BEGIN

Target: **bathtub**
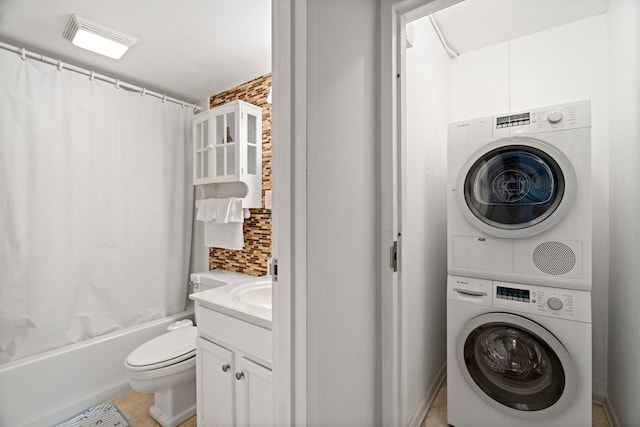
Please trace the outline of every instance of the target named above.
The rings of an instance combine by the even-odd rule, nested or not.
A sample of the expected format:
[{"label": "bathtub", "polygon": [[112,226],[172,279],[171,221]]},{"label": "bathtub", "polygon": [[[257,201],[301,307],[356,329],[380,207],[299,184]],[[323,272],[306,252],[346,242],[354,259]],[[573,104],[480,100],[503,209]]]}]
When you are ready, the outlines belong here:
[{"label": "bathtub", "polygon": [[131,391],[124,359],[193,306],[162,319],[0,365],[0,427],[51,427]]}]

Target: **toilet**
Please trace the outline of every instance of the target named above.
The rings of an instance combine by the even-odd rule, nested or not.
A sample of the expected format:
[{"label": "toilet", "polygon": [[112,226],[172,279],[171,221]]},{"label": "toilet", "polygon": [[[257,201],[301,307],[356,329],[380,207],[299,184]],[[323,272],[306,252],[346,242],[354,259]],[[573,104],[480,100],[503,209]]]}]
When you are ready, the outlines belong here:
[{"label": "toilet", "polygon": [[[254,276],[216,269],[191,274],[194,292],[255,280]],[[191,320],[133,350],[124,361],[135,391],[154,393],[151,415],[162,427],[176,427],[196,413],[196,335]]]}]

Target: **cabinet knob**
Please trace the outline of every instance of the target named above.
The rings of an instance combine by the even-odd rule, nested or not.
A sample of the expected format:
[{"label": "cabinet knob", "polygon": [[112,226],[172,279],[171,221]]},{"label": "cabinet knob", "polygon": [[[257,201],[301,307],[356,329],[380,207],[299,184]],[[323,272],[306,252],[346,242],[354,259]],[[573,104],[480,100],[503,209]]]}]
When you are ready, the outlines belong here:
[{"label": "cabinet knob", "polygon": [[228,363],[222,365],[222,372],[227,372],[229,369],[231,369],[231,365],[229,365]]},{"label": "cabinet knob", "polygon": [[236,372],[236,379],[238,381],[240,381],[241,379],[244,378],[244,372],[240,371],[240,372]]}]

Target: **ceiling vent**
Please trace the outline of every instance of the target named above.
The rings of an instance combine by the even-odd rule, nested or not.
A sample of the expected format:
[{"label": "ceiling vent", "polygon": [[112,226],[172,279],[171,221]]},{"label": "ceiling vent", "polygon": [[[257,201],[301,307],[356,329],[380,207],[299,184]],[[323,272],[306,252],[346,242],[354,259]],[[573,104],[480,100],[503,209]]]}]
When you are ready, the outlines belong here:
[{"label": "ceiling vent", "polygon": [[69,18],[64,37],[78,47],[114,59],[120,59],[138,41],[78,15]]}]

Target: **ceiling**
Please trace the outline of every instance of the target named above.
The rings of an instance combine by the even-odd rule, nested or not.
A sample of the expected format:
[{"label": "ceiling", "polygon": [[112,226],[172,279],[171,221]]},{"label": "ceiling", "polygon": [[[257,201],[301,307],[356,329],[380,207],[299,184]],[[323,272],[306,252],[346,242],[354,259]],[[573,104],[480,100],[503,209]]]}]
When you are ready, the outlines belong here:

END

ACTIVITY: Repeat every line of the data above exactly, but drop the pictures.

RESPONSE AREA:
Target: **bathtub**
Please trace the outline of every instance of the target named above.
The rings of an instance combine by the even-odd rule, nested or not.
A sample of the expected format:
[{"label": "bathtub", "polygon": [[112,226],[172,279],[171,221]]},{"label": "bathtub", "polygon": [[[257,201],[301,307],[356,329],[380,207],[299,184]],[[323,272],[306,252],[346,242],[354,259]],[[573,104],[480,100],[503,209]]]}]
When you are ready, the outlines belong here:
[{"label": "bathtub", "polygon": [[131,391],[124,359],[193,306],[162,319],[0,365],[0,427],[51,427]]}]

Target: **toilet**
Please trace the outline of every instance of the target named above.
The rings of an instance combine by the even-odd rule, nested or not.
A sample of the expected format:
[{"label": "toilet", "polygon": [[112,226],[172,279],[171,221]]},{"label": "toilet", "polygon": [[[257,201],[301,307],[356,329],[380,207],[299,184]],[[323,272],[306,252],[346,242],[354,259]],[[573,104],[480,100],[503,209]]]}]
When you are ready, the outlines belong here:
[{"label": "toilet", "polygon": [[[254,276],[216,269],[191,274],[194,292],[255,280]],[[191,320],[133,350],[124,361],[135,391],[154,393],[151,415],[162,427],[176,427],[196,413],[196,335]]]}]

Target: **cabinet knob**
Please trace the outline of every instance of the target named above.
The rings of an instance combine by the even-odd rule, nested or not.
A sample of the expected format:
[{"label": "cabinet knob", "polygon": [[112,226],[172,279],[171,221]]},{"label": "cabinet knob", "polygon": [[[257,201],[301,307],[356,329],[380,207],[299,184]],[[323,272],[306,252],[346,242],[354,259]],[[573,104],[480,100],[503,209]]]}]
When you are ready, the outlines belong here:
[{"label": "cabinet knob", "polygon": [[228,363],[222,365],[222,372],[227,372],[229,369],[231,369],[231,365],[229,365]]},{"label": "cabinet knob", "polygon": [[236,372],[236,379],[238,381],[240,381],[241,379],[244,378],[244,372],[240,371],[240,372]]}]

Target: **ceiling vent**
Please trace the outline of every instance of the target named above.
The rings of an instance combine by the even-odd rule, nested or not.
A sample of the expected format:
[{"label": "ceiling vent", "polygon": [[112,226],[172,279],[171,221]]},{"label": "ceiling vent", "polygon": [[[257,201],[301,307],[356,329],[380,207],[299,184]],[[323,272],[306,252],[346,242],[354,259]],[[573,104],[480,100],[503,209]]]}]
When you are ready, the outlines belong here:
[{"label": "ceiling vent", "polygon": [[69,18],[64,37],[78,47],[114,59],[120,59],[138,41],[78,15]]}]

Target: **ceiling**
Please trace the outline of every instance of the target named above.
The rings of an instance combine by the even-odd rule, nested or not.
A sample of the expected format:
[{"label": "ceiling", "polygon": [[112,226],[172,279],[171,221]]},{"label": "ceiling", "polygon": [[[257,201],[301,307],[356,329],[380,207],[299,184]],[[323,272],[306,252],[346,242],[354,259]],[[573,104],[480,100],[503,209]]]}]
When you are ready, the outlines belong here:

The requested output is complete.